**Selected excerpt:**
-- -- --

Ted Cruz tries to pull Trump card on Senate floor
Republican presidential candidate Sen. Ted Cruz, R-Texas, did his best Donald Trump impersonation Friday, dramatically calling out his own party leader as a “liar.”
It’s been almost impossible for most of the Republican presidential hopefuls to get any airtime since Donald Trump transformed the cable news networks into his latest unavoidable “Trump” billboard, so on Friday, Sen. Ted Cruz, R-Texas, took an unusual step to bolster his conservative credentials and wrestle the spotlight back in his direction: He called his own party leader a “liar.”
Repeatedly.
Cruz’s message on the Senate floor was on a complicated topic of little interest except to the most hardened partisans: He accused Senate Majority Leader McConnell, R-Ky., of lying to him and other senators about offering an amendment on the controversial-among-conservatives Export-Import Bank, a government agency that provides financing to American companies trying to send goods abroad that might not get loans from private banks. The authorization for the bank has already expired, and Republicans would like to make sure it’s not renewed. But the Senate now is gearing up to vote Sunday on an amendment to revive the bank as part of its consideration of a long-term transportation bill currently before it.
If the actual issue is down in the legislative weeds, Cruz’s delivery and intention could not have been more geared to the broad media spotlight. Cruz dramatically accused McConnell of breaking a promise to him but also of being beholden to special interests and no better for conservative interests than his Democratic predecessor.
“Today is a sad day for this institution,” Cruz said, opening what would become a 20-minute tirade on the floor. “The Senate operates based on trust. Whether we are Democrats or Republicans, these 100 senators have to be able to trust that when a senator says something, he or she will do it. Even if we disagree on substance, that we don’t lie to each other.
“The majority leader looked me in the eye, and looked 54 Republicans in the eye. I cannot believe he would tell a flat-out lie. And I voted based on those assurances that he made to each and every single one of us,” he continued. “What we just saw today was an absolute demonstration that not only what he told every Republican senator but what he told the press over and over and over and over again was a simple lie.”
Of course, it has been long expected McConnell would offer a vote on Export-Import Bank reauthorization before August, and as recently as Tuesday the leader said he planned to allow a vote on the agency as part of the process of voting on the pending transportation legislation.

-- -- --

**Excerpted data:**
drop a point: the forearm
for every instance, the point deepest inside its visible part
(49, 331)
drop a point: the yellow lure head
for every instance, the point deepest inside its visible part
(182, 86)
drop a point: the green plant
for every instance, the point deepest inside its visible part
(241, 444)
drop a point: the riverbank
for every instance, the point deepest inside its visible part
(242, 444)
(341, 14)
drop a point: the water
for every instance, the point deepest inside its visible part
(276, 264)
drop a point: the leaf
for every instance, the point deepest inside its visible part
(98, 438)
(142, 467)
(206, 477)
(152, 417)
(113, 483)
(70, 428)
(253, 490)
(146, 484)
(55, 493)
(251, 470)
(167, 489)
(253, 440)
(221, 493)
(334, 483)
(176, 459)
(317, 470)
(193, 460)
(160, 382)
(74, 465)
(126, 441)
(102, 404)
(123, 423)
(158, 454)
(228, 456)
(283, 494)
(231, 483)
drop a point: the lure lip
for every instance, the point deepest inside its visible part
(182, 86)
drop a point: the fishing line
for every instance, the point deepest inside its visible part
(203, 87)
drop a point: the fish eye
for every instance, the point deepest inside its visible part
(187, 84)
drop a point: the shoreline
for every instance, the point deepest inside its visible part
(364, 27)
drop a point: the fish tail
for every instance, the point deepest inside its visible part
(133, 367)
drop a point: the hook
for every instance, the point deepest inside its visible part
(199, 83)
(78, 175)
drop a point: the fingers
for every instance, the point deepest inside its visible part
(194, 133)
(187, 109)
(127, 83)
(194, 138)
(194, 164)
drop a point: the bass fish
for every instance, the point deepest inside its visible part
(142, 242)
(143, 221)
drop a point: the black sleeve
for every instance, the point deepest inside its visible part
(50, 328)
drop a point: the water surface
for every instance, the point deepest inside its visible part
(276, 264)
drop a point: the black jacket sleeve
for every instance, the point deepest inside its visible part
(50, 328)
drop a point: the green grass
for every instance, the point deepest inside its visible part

-- -- --

Write out the Ted Cruz article word for word, from "It’s been almost" up to and including "Repeatedly.". This data has no connection to the Ted Cruz article.

It’s been almost impossible for most of the Republican presidential hopefuls to get any airtime since Donald Trump transformed the cable news networks into his latest unavoidable “Trump” billboard, so on Friday, Sen. Ted Cruz, R-Texas, took an unusual step to bolster his conservative credentials and wrestle the spotlight back in his direction: He called his own party leader a “liar.”
Repeatedly.